**Activity**: Could you transcribe every record below exactly as it stands?
(Record excerpts begins)
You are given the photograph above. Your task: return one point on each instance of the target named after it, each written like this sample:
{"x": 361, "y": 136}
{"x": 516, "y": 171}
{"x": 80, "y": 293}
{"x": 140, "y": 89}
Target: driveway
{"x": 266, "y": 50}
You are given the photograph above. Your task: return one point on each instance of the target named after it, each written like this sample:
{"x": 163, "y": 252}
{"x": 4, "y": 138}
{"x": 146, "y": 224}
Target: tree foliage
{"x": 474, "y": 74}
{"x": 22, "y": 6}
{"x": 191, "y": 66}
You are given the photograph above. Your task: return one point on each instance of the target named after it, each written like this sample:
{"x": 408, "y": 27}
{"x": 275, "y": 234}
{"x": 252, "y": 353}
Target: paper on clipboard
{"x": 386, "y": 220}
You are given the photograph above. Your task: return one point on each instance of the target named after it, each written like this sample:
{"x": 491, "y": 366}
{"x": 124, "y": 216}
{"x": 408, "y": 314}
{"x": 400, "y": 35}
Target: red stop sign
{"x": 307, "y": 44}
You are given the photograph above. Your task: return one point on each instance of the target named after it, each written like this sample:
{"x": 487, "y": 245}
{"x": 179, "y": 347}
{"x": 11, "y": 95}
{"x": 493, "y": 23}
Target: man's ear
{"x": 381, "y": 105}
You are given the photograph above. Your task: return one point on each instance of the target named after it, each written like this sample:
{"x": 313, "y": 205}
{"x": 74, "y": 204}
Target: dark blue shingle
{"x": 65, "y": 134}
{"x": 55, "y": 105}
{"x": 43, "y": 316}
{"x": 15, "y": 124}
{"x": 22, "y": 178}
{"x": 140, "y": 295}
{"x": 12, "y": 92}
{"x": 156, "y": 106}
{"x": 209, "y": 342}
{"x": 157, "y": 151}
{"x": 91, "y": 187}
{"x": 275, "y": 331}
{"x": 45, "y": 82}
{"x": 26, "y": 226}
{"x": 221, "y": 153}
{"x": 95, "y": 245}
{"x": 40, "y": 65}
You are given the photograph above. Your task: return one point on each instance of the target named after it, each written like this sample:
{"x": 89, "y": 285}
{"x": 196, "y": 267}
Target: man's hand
(Record excerpts ends)
**Reply**:
You are given the photograph above. Your task: return one point on each instance of the target named after it, each written like this sample:
{"x": 361, "y": 136}
{"x": 516, "y": 171}
{"x": 80, "y": 293}
{"x": 140, "y": 89}
Target: driveway
{"x": 266, "y": 50}
You are given the photograph above. Your task: return one point on each instance of the target named after it, each written like this sample:
{"x": 163, "y": 252}
{"x": 4, "y": 138}
{"x": 146, "y": 224}
Target: tree foliage
{"x": 474, "y": 74}
{"x": 22, "y": 6}
{"x": 191, "y": 66}
You are given the photograph above. Your task: return one point on each instance of the target named after it, each written like this sample:
{"x": 408, "y": 27}
{"x": 275, "y": 234}
{"x": 252, "y": 353}
Target: paper on clipboard
{"x": 386, "y": 220}
You are given the photograph above. Your task: return one point on each instance of the target named after it, each written like this sample:
{"x": 491, "y": 366}
{"x": 124, "y": 216}
{"x": 408, "y": 314}
{"x": 400, "y": 35}
Target: red stop sign
{"x": 307, "y": 44}
You are given the photograph above. Your task: return one point on each instance of the target named after it, each written like this sample:
{"x": 487, "y": 245}
{"x": 179, "y": 347}
{"x": 11, "y": 95}
{"x": 493, "y": 23}
Target: man's ear
{"x": 381, "y": 105}
You are given the photograph above. Your task: return one point on each instance of the target named after it, each written like this sample:
{"x": 313, "y": 205}
{"x": 74, "y": 204}
Target: dark blue shingle
{"x": 65, "y": 134}
{"x": 55, "y": 105}
{"x": 43, "y": 316}
{"x": 15, "y": 124}
{"x": 22, "y": 178}
{"x": 140, "y": 295}
{"x": 12, "y": 92}
{"x": 156, "y": 106}
{"x": 209, "y": 342}
{"x": 157, "y": 151}
{"x": 91, "y": 187}
{"x": 275, "y": 331}
{"x": 45, "y": 82}
{"x": 26, "y": 226}
{"x": 221, "y": 153}
{"x": 95, "y": 245}
{"x": 40, "y": 65}
You are given the photograph above. Your task: return one point on each instance of the target named after it, each written like this sample:
{"x": 89, "y": 285}
{"x": 196, "y": 267}
Target: man's hand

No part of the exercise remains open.